[Image point grounding data]

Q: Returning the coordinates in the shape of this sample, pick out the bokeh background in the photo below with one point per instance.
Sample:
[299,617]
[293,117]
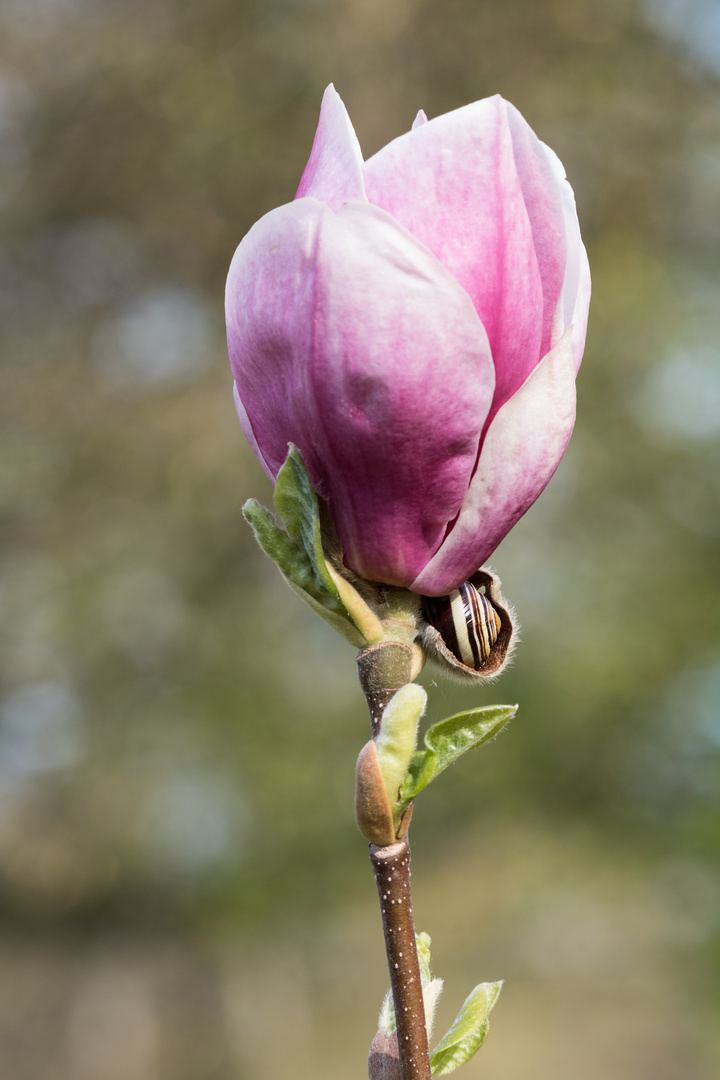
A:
[182,890]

# Task item
Before duplicating the entries above, strip out the pictures and keep the rest exact.

# Result below
Q: Returning the coordinates in the shape of this sample, pick out the bokeh background in the photo below with one point per instance.
Sample:
[299,617]
[293,117]
A:
[182,890]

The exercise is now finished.